> _What you should do_
Decide whether each statement below agrees with the article on moving basis decomposition for images, answering yes or no and quoting the words of the article that settle it. (a) The array c has a smaller spatial resolution than the array B. (b) The approach uses 2D grids in image space instead of a 3D spatial grid. (c) The approach compresses 3D scene lighting data.

> _Article_

Moving basis decomposition for images

Pekka Väänänen | 30fps.net | March 16th, 2024

This is an experiment in lossy 2D image compression inspired by the 2021 paper Moving Basis Decomposition for Precomputed Light Transport by Ari Silvennoinen and Peter-Pike Sloan. This notebook is not easily understandable without reading the paper first but I wanted to have an implementation of the idea out there.

You can think of this as a variant of PVRTC (paper pdf) technique. At decoding time we bilinearly upsample two arrays B and c:

  • B stores two RGB colors per element and is has a small 12 x 5 spatial resolution, and
  • c stores two coefficients per element in a larger 200 x 85 resolution.

For each output pixel we compute a weighted sum of B's interpolated colors using c's interpolated weights. At coding time numerical optimization constructs both arrays are found simultaneously.

Note that my approach here is much simplified than what proposed in the paper:

  • Instead of a 3D spatial grid I use 2D grids in image space.
  • I don't compress 3D scene lighting data but pixel RGB colors instead.

> _Provided data_
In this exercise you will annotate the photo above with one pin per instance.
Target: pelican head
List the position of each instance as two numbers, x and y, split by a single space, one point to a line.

> _Answer below_
(a) No: "c stores two coefficients per element in a larger 200 x 85 resolution."
(b) Yes: "Instead of a 3D spatial grid I use 2D grids in image space."
(c) No: "I don't compress 3D scene lighting data but pixel RGB colors instead."